[Records from a data source]
____

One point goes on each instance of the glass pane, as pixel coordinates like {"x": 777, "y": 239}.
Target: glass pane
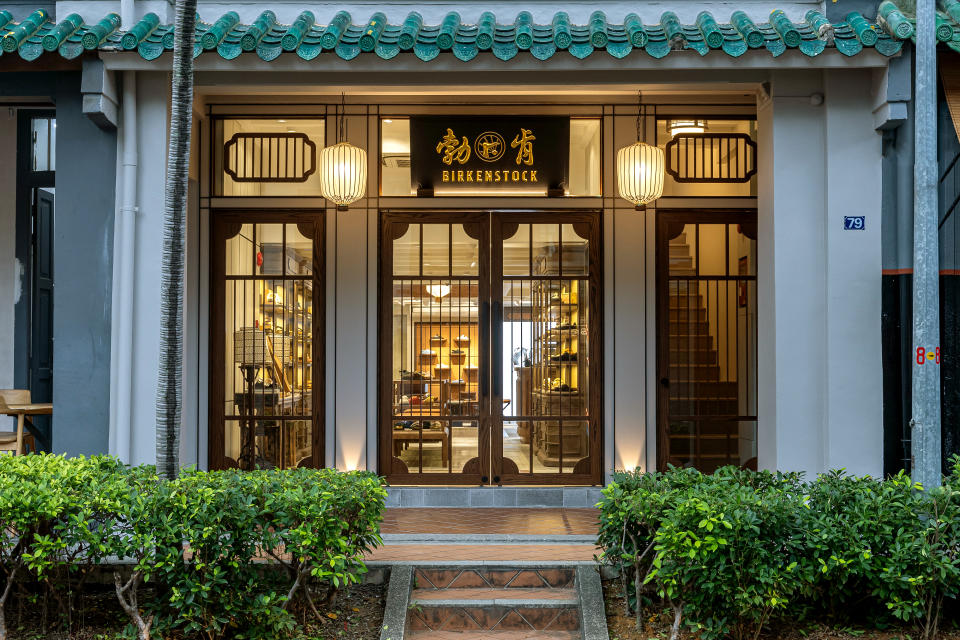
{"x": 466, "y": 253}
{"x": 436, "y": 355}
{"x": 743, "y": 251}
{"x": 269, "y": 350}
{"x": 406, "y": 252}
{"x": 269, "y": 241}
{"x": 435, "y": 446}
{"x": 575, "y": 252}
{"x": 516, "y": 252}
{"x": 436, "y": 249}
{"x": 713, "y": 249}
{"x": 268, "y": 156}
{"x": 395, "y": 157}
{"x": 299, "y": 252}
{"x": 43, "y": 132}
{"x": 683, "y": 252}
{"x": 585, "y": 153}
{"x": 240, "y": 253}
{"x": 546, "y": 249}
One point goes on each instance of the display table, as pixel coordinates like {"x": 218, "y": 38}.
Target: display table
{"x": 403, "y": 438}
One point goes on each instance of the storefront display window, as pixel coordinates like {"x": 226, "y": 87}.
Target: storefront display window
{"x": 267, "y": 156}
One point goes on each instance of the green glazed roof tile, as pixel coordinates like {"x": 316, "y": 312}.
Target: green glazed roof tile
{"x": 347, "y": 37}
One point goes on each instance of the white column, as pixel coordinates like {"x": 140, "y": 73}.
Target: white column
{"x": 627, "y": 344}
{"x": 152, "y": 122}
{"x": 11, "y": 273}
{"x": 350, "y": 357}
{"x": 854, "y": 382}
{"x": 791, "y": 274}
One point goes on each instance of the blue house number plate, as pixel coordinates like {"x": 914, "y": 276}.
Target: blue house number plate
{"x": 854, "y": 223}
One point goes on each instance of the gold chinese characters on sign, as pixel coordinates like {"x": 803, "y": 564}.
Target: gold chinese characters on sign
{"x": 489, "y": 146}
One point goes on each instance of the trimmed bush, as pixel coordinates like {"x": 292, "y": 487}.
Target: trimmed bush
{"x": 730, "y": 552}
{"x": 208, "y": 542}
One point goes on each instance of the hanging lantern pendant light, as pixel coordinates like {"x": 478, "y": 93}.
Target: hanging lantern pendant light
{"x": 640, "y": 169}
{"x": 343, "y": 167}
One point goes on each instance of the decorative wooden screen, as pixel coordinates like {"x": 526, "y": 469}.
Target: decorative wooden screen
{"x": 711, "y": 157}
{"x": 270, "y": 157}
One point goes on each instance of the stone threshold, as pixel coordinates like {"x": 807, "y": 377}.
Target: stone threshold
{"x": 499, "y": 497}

____

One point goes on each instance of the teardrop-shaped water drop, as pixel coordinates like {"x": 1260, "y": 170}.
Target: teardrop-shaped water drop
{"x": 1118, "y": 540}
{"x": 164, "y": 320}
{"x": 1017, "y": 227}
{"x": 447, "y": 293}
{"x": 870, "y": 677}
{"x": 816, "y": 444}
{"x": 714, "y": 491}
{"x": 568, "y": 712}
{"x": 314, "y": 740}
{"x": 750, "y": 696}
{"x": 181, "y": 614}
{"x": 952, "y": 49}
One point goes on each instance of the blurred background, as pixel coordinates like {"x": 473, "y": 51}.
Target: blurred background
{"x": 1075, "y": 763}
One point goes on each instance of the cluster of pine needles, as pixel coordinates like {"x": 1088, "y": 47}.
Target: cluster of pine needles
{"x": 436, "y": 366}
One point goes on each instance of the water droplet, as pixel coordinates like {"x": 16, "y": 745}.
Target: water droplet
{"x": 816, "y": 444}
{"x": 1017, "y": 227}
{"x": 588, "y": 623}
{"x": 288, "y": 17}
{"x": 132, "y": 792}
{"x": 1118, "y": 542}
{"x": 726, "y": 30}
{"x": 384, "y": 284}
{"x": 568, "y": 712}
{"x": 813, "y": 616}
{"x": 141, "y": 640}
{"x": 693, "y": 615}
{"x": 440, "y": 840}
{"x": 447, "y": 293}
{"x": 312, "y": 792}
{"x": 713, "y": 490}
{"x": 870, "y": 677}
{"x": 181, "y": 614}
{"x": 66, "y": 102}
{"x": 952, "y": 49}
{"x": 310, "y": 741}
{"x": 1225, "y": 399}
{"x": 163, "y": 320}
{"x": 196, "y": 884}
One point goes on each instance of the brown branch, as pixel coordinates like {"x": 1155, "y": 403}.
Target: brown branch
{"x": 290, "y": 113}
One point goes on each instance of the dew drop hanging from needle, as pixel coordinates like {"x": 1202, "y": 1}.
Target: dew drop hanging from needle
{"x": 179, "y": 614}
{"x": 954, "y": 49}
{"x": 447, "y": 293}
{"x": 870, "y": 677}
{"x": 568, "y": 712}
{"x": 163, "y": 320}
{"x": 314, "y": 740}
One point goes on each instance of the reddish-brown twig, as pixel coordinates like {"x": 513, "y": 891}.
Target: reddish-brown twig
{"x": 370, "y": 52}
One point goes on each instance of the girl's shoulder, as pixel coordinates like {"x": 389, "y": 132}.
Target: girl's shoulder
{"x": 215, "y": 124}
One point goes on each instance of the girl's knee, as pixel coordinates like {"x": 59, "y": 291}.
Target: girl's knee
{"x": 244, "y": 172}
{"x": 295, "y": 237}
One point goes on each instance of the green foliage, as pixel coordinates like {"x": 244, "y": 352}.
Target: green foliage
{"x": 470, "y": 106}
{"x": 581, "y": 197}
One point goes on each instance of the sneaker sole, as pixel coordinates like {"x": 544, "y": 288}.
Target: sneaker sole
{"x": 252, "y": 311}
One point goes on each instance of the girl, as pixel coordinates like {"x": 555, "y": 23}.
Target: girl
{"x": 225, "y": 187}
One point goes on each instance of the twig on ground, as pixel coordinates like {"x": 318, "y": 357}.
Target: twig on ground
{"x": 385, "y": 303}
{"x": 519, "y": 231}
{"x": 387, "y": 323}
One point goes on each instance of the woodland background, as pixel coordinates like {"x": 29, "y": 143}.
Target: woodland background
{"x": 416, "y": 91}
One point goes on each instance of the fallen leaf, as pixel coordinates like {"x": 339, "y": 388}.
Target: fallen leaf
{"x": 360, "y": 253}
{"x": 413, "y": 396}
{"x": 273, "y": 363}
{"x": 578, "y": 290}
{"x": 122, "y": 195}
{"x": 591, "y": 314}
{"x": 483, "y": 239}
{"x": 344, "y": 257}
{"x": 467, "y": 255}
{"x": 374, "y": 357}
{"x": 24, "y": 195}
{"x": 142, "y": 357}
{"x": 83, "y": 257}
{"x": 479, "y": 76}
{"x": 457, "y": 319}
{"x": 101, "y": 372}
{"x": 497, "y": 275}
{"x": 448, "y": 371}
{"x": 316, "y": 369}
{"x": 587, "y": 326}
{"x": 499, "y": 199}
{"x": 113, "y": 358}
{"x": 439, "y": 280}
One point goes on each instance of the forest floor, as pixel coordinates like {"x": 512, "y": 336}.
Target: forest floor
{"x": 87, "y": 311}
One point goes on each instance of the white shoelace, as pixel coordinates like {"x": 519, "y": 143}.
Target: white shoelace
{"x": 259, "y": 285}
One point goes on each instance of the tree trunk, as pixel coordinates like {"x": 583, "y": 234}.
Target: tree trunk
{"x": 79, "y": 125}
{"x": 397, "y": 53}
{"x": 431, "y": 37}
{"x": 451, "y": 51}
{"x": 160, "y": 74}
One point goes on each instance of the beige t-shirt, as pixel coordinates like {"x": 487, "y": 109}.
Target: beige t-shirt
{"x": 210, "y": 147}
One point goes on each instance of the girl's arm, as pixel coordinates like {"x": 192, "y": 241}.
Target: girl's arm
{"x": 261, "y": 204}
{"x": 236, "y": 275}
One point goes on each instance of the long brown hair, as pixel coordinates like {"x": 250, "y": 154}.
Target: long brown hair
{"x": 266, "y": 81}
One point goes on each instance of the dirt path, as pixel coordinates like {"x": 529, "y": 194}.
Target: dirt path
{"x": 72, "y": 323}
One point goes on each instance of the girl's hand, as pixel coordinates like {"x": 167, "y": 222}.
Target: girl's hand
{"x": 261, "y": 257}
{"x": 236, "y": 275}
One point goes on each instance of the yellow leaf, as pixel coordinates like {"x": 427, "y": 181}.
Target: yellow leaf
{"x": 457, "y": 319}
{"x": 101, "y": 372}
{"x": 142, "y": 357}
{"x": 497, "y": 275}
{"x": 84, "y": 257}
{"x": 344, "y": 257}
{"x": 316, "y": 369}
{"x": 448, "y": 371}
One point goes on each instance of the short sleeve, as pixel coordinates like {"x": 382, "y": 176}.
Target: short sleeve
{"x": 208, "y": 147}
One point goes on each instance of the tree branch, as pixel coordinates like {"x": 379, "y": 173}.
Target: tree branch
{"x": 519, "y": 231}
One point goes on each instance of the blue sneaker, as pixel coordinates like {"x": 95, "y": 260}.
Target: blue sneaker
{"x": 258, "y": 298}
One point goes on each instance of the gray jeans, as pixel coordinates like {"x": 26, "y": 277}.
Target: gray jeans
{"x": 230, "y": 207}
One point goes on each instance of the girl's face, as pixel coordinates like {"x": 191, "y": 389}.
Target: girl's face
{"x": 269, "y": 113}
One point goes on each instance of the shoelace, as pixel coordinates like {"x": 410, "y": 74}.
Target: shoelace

____

> **EXERCISE PROMPT**
Take the records above and return, word for word, only the lines that fall from the line with "One point goes on each instance of the girl's shoulder, as" to the line with "One point goes on each instance of the forest", both of them included.

> **OUTPUT FOR THIS EXERCISE**
One point goes on each instance of the girl's shoulder, as pixel coordinates like {"x": 389, "y": 132}.
Target: girl's shoulder
{"x": 215, "y": 124}
One point goes on each instance of the girl's knee, as pixel coordinates like {"x": 59, "y": 291}.
Target: girl's knee
{"x": 244, "y": 172}
{"x": 295, "y": 237}
One point goes on each instance of the green foliage, as pixel coordinates like {"x": 244, "y": 352}.
Target: green foliage
{"x": 470, "y": 106}
{"x": 581, "y": 197}
One point goes on each instance of the sneaker sole, as pixel coordinates like {"x": 544, "y": 288}.
Target: sneaker sole
{"x": 252, "y": 311}
One point goes on each instance of the girl, as pixel coordinates like {"x": 555, "y": 23}.
Target: girl
{"x": 225, "y": 187}
One point goes on each instance of the twig on ground, as pixel coordinates like {"x": 318, "y": 357}.
Target: twig on ground
{"x": 385, "y": 303}
{"x": 519, "y": 231}
{"x": 387, "y": 323}
One point goes on each instance of the woodland background, as pixel coordinates like {"x": 29, "y": 143}.
Target: woodland background
{"x": 416, "y": 91}
One point goes on each instance of the fallen leaf, as pixel coordinates like {"x": 339, "y": 388}.
Target: fallen leaf
{"x": 360, "y": 253}
{"x": 413, "y": 396}
{"x": 273, "y": 363}
{"x": 578, "y": 290}
{"x": 122, "y": 195}
{"x": 591, "y": 314}
{"x": 483, "y": 239}
{"x": 344, "y": 257}
{"x": 467, "y": 255}
{"x": 374, "y": 357}
{"x": 24, "y": 195}
{"x": 142, "y": 357}
{"x": 83, "y": 257}
{"x": 479, "y": 76}
{"x": 457, "y": 319}
{"x": 101, "y": 372}
{"x": 497, "y": 275}
{"x": 448, "y": 371}
{"x": 316, "y": 369}
{"x": 587, "y": 326}
{"x": 499, "y": 199}
{"x": 113, "y": 358}
{"x": 439, "y": 280}
One point goes on each instance of the forest floor, as pixel coordinates like {"x": 512, "y": 336}.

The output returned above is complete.